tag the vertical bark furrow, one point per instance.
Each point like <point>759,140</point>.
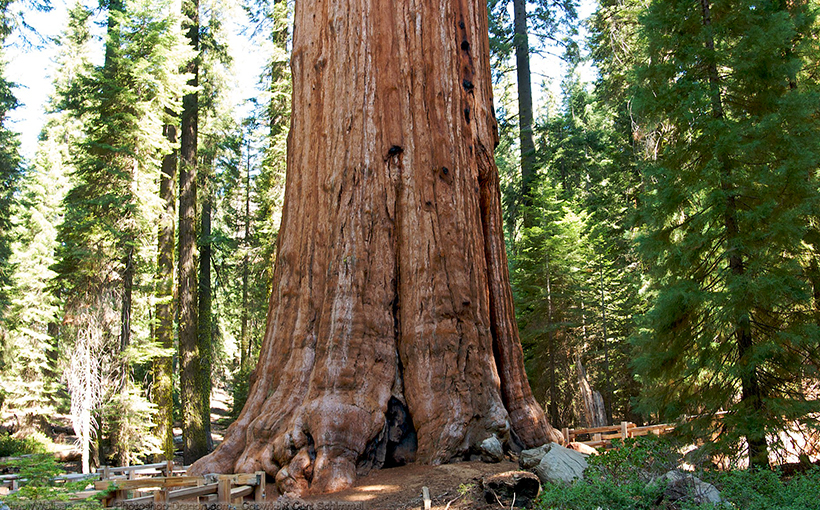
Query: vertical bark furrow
<point>380,342</point>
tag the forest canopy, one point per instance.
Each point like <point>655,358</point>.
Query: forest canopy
<point>660,205</point>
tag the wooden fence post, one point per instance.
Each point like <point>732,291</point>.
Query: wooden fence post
<point>223,489</point>
<point>259,492</point>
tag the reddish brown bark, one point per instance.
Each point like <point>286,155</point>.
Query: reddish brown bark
<point>390,333</point>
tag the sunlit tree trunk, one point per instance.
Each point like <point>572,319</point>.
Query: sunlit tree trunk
<point>163,367</point>
<point>391,335</point>
<point>195,415</point>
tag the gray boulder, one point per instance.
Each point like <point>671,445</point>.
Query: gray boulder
<point>683,486</point>
<point>554,463</point>
<point>531,458</point>
<point>491,450</point>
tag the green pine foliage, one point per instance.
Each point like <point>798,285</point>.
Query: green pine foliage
<point>107,239</point>
<point>729,207</point>
<point>10,165</point>
<point>547,276</point>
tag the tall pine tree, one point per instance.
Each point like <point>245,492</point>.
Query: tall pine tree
<point>728,206</point>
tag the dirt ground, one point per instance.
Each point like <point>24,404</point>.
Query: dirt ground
<point>452,486</point>
<point>400,488</point>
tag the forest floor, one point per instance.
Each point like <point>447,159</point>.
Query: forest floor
<point>452,486</point>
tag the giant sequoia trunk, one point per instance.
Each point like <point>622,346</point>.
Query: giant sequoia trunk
<point>390,333</point>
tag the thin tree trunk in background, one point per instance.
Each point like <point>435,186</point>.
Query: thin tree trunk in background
<point>244,334</point>
<point>194,431</point>
<point>205,297</point>
<point>751,391</point>
<point>594,411</point>
<point>163,367</point>
<point>525,109</point>
<point>553,407</point>
<point>391,335</point>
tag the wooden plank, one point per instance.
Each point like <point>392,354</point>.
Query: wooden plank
<point>192,492</point>
<point>241,478</point>
<point>188,492</point>
<point>144,483</point>
<point>600,430</point>
<point>161,496</point>
<point>240,492</point>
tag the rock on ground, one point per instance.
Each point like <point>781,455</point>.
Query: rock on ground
<point>552,462</point>
<point>582,448</point>
<point>682,486</point>
<point>518,488</point>
<point>491,450</point>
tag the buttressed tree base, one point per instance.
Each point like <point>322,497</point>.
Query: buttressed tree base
<point>391,336</point>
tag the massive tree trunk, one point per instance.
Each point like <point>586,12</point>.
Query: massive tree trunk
<point>163,367</point>
<point>390,334</point>
<point>524,79</point>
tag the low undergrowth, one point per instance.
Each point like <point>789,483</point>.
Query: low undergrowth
<point>630,477</point>
<point>11,446</point>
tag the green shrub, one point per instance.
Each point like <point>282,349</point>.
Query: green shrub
<point>37,484</point>
<point>628,477</point>
<point>14,447</point>
<point>753,489</point>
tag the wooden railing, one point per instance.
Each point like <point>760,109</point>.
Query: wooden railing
<point>160,483</point>
<point>231,489</point>
<point>603,436</point>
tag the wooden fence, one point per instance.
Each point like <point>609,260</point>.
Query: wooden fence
<point>160,483</point>
<point>603,436</point>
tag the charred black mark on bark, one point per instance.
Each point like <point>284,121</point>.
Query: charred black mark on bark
<point>393,151</point>
<point>401,434</point>
<point>444,175</point>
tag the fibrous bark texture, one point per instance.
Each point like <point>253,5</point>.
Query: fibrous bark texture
<point>390,334</point>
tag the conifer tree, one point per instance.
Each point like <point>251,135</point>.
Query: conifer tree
<point>109,210</point>
<point>194,381</point>
<point>728,206</point>
<point>10,164</point>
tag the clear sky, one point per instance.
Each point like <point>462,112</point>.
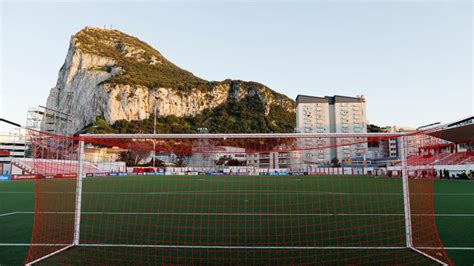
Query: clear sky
<point>411,60</point>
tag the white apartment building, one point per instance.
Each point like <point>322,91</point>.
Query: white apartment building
<point>331,114</point>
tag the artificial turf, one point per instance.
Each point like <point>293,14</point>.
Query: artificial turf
<point>234,211</point>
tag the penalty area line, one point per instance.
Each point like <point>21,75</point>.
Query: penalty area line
<point>241,214</point>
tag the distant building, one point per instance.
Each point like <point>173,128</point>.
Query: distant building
<point>12,145</point>
<point>331,114</point>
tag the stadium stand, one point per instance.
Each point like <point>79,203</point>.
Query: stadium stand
<point>52,167</point>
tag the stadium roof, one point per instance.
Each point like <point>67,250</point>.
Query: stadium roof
<point>461,131</point>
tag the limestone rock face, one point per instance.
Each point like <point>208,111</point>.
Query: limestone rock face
<point>85,90</point>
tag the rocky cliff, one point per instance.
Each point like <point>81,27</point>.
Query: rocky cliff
<point>115,76</point>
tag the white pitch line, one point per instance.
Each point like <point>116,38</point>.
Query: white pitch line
<point>32,244</point>
<point>236,192</point>
<point>9,213</point>
<point>246,247</point>
<point>234,247</point>
<point>246,214</point>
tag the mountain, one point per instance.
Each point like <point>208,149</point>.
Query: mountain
<point>114,82</point>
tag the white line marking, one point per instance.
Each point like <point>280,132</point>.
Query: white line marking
<point>48,255</point>
<point>247,247</point>
<point>233,247</point>
<point>246,214</point>
<point>9,213</point>
<point>32,244</point>
<point>237,192</point>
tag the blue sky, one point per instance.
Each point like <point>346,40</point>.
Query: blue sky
<point>411,60</point>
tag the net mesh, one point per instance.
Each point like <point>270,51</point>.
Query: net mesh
<point>232,199</point>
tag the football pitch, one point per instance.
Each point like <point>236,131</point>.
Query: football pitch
<point>188,218</point>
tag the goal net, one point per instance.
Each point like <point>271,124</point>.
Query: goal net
<point>234,199</point>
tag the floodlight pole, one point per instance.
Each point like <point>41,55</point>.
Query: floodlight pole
<point>77,209</point>
<point>406,194</point>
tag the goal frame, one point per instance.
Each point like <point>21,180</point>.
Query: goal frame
<point>404,170</point>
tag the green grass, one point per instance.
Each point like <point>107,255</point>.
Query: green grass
<point>182,210</point>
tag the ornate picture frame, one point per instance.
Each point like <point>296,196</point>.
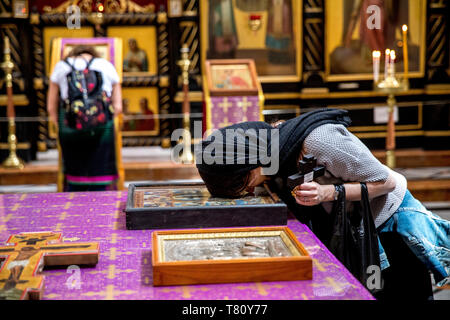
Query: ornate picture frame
<point>269,31</point>
<point>139,50</point>
<point>349,42</point>
<point>229,255</point>
<point>162,205</point>
<point>231,77</point>
<point>140,109</point>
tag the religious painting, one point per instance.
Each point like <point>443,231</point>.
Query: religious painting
<point>139,49</point>
<point>228,255</point>
<point>190,196</point>
<point>107,48</point>
<point>356,28</point>
<point>231,77</point>
<point>268,31</point>
<point>140,109</point>
<point>190,205</point>
<point>50,36</point>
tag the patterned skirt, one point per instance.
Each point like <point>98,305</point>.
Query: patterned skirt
<point>88,157</point>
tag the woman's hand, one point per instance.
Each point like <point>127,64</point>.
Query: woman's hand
<point>312,193</point>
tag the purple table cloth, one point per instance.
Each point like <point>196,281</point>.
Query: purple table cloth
<point>124,270</point>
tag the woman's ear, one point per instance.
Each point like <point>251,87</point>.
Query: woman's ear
<point>277,123</point>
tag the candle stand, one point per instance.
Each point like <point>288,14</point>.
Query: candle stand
<point>391,86</point>
<point>13,161</point>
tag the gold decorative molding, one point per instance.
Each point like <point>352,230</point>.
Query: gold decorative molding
<point>162,18</point>
<point>18,99</point>
<point>194,96</point>
<point>20,145</point>
<point>34,18</point>
<point>111,6</point>
<point>38,83</point>
<point>164,81</point>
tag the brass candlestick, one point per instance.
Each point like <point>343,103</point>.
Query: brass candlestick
<point>187,157</point>
<point>13,161</point>
<point>391,85</point>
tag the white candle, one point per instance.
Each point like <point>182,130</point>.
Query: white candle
<point>405,51</point>
<point>386,63</point>
<point>376,65</point>
<point>392,63</point>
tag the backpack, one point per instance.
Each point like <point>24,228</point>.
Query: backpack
<point>87,105</point>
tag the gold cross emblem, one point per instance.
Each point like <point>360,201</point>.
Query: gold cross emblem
<point>244,104</point>
<point>225,105</point>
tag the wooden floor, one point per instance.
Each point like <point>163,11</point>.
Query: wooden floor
<point>427,171</point>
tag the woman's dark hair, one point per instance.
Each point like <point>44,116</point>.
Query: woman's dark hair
<point>80,49</point>
<point>231,186</point>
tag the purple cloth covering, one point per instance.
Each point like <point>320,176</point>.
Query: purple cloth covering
<point>124,270</point>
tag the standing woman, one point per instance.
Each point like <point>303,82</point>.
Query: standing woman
<point>86,138</point>
<point>413,241</point>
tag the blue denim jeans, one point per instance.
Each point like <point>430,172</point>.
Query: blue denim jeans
<point>427,235</point>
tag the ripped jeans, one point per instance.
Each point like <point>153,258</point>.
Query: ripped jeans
<point>427,235</point>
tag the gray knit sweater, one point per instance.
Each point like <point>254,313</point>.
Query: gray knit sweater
<point>347,159</point>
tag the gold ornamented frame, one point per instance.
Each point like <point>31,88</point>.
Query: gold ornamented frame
<point>220,71</point>
<point>297,14</point>
<point>334,29</point>
<point>146,39</point>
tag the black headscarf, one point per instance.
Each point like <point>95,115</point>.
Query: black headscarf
<point>292,133</point>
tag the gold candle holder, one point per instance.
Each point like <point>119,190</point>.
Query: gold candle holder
<point>391,86</point>
<point>13,161</point>
<point>184,63</point>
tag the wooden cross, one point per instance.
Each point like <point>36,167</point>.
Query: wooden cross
<point>225,105</point>
<point>224,123</point>
<point>244,104</point>
<point>308,171</point>
<point>26,254</point>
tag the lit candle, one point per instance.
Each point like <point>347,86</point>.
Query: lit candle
<point>405,51</point>
<point>386,63</point>
<point>376,65</point>
<point>392,64</point>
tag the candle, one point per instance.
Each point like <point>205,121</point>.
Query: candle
<point>392,64</point>
<point>376,65</point>
<point>386,63</point>
<point>405,51</point>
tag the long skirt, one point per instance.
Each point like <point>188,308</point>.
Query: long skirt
<point>88,157</point>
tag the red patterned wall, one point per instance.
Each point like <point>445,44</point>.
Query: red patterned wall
<point>40,4</point>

> Request
Rewrite the records from the line with "tag the ornate" to the line with "<point>50,36</point>", replacing "religious painting" with "devotional painting" and changing nothing else. Leave the pictures out of your answer.

> Result
tag the ornate picture frame, one point per instance.
Each point like <point>296,196</point>.
Query: ornate picture frame
<point>269,31</point>
<point>139,50</point>
<point>349,42</point>
<point>229,255</point>
<point>162,205</point>
<point>231,77</point>
<point>140,109</point>
tag the devotional painting, one point per instance.
Each point like <point>443,231</point>.
Query: devotional painting
<point>139,49</point>
<point>228,255</point>
<point>190,196</point>
<point>107,48</point>
<point>356,28</point>
<point>231,77</point>
<point>268,31</point>
<point>140,109</point>
<point>190,205</point>
<point>50,36</point>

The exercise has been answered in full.